* Task objective *
Only a number is wanted: how many lines in the records below contain "badge"?
___ Provided data ___
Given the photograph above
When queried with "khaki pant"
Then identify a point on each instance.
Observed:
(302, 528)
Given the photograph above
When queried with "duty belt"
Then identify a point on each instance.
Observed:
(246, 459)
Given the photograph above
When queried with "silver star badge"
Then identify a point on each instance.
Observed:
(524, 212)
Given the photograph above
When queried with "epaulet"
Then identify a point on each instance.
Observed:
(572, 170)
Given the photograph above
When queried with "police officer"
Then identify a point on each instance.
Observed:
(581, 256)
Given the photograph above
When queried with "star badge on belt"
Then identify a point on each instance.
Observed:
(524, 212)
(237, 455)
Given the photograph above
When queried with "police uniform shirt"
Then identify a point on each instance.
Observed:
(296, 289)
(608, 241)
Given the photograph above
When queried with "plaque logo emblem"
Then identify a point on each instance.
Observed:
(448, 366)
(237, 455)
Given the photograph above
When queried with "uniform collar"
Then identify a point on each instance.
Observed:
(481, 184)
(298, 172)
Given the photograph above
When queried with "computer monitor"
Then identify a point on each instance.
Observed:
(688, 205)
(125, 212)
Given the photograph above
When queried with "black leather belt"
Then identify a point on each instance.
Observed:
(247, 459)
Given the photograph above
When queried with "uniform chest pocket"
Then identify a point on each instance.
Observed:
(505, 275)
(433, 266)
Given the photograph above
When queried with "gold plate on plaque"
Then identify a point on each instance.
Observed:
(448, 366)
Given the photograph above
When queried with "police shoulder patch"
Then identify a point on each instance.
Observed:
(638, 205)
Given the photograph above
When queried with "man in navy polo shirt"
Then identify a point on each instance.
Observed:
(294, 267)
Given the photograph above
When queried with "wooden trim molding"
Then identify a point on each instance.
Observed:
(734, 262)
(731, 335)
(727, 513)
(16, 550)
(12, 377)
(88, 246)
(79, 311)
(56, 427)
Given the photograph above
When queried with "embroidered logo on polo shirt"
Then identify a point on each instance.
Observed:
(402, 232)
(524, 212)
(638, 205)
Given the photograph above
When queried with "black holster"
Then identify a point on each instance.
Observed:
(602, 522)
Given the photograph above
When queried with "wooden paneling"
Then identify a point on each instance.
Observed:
___
* Written answer *
2